- **TASK**:
How many lines in the data contain the string "Target"? Reply with the number alone.

Contour labeling entries:
^^^^^^^^
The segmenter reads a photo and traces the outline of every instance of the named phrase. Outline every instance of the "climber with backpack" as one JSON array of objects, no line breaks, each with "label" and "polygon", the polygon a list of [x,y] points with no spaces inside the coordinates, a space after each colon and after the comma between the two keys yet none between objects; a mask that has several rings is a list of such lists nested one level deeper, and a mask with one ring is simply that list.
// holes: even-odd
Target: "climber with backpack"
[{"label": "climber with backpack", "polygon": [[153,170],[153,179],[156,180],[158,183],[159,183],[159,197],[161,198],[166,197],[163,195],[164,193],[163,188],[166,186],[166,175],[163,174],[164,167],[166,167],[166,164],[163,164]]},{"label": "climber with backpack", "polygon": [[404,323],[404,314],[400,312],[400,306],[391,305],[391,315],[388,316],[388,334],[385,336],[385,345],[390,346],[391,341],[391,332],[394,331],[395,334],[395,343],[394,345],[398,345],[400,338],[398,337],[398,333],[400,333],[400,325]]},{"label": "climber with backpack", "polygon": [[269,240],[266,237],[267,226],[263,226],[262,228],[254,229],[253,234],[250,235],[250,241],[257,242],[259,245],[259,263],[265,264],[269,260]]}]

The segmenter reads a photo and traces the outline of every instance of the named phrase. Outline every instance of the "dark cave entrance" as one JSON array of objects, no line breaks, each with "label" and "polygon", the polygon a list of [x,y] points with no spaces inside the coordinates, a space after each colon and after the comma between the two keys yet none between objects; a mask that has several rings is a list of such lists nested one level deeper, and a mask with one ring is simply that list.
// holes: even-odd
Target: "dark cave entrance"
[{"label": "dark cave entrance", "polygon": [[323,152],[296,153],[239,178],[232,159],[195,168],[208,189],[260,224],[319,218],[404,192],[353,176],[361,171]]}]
^^^^^^^^
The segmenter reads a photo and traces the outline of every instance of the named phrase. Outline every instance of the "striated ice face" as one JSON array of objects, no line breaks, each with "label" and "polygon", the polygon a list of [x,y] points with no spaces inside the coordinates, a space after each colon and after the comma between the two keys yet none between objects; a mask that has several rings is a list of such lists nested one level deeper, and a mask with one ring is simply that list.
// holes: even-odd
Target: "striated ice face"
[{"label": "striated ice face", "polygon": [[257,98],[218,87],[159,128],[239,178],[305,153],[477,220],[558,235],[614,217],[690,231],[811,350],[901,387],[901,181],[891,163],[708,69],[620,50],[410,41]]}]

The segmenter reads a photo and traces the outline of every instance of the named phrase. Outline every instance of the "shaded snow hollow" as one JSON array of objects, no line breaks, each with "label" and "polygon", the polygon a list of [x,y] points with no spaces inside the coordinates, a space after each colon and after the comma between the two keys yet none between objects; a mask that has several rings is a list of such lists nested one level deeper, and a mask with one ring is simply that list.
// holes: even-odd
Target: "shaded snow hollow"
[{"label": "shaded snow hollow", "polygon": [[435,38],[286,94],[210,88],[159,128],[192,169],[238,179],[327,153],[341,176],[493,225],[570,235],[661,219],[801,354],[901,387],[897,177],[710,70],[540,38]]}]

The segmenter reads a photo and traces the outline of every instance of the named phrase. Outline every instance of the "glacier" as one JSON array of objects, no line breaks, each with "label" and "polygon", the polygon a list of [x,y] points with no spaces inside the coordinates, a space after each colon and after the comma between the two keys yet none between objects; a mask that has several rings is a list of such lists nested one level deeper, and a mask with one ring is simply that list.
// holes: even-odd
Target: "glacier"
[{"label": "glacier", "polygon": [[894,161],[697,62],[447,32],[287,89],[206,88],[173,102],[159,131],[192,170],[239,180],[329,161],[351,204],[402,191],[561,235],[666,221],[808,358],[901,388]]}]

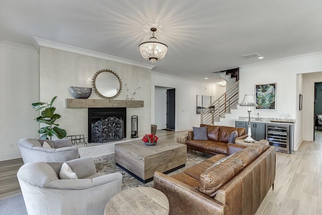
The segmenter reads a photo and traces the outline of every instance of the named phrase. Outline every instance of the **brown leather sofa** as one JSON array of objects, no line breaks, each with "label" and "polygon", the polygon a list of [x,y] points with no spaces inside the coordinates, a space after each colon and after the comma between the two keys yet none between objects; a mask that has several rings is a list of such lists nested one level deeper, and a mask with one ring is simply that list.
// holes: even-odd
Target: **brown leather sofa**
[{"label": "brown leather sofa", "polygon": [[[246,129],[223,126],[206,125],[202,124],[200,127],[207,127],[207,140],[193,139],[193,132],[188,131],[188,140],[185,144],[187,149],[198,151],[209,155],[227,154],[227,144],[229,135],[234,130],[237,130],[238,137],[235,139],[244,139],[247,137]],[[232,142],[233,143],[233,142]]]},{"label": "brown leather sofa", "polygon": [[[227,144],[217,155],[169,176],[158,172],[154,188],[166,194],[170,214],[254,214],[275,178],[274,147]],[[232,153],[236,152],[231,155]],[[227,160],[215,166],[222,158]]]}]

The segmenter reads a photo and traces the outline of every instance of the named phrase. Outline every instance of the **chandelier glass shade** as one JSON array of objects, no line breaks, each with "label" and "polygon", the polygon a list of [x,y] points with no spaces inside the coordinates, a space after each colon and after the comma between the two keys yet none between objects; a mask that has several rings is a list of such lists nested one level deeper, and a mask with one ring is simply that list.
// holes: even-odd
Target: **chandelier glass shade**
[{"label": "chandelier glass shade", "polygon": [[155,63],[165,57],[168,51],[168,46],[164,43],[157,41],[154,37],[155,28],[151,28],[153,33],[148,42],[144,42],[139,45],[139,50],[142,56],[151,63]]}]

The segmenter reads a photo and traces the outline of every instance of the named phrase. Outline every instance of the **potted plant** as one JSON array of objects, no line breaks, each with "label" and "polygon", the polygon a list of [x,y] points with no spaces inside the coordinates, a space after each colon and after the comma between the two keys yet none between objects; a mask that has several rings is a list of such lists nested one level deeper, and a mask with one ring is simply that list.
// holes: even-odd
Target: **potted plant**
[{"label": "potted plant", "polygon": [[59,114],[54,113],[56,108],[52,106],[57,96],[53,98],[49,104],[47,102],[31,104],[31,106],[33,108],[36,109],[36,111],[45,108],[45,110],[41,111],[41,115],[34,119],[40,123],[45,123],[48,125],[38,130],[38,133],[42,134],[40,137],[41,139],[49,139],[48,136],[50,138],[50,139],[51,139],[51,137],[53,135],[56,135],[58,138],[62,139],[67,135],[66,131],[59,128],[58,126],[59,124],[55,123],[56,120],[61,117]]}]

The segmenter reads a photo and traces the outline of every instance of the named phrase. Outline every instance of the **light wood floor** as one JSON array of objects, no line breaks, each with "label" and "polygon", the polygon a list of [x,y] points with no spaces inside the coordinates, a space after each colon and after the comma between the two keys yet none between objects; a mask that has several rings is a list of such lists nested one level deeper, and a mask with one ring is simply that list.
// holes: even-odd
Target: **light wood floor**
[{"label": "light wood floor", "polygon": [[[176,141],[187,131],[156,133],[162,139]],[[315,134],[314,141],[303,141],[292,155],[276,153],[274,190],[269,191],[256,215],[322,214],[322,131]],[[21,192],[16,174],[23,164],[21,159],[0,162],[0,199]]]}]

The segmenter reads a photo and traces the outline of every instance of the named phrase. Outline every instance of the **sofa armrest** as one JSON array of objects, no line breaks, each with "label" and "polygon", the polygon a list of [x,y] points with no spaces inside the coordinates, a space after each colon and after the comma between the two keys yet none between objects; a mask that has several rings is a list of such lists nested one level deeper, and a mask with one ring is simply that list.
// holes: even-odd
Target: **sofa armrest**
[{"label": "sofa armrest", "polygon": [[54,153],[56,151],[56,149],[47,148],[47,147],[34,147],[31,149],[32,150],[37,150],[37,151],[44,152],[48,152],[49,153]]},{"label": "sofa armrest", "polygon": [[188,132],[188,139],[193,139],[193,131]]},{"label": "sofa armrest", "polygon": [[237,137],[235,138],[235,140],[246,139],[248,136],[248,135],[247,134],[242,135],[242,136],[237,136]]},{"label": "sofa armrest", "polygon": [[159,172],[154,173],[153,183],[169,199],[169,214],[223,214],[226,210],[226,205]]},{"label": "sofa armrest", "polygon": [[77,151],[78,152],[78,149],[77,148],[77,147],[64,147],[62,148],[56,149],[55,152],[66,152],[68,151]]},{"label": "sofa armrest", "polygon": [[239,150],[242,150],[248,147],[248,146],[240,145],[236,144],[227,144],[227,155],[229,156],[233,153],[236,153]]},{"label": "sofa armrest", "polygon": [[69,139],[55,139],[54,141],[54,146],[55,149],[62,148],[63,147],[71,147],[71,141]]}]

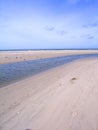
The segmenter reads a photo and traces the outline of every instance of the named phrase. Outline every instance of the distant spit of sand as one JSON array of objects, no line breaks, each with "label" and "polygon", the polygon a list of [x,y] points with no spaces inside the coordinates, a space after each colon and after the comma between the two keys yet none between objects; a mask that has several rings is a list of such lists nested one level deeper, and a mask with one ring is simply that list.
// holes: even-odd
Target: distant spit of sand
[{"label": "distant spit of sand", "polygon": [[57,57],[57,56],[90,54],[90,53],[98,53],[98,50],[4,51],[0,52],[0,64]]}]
^^^^^^^^
- **SOLUTION TO THE EXERCISE**:
11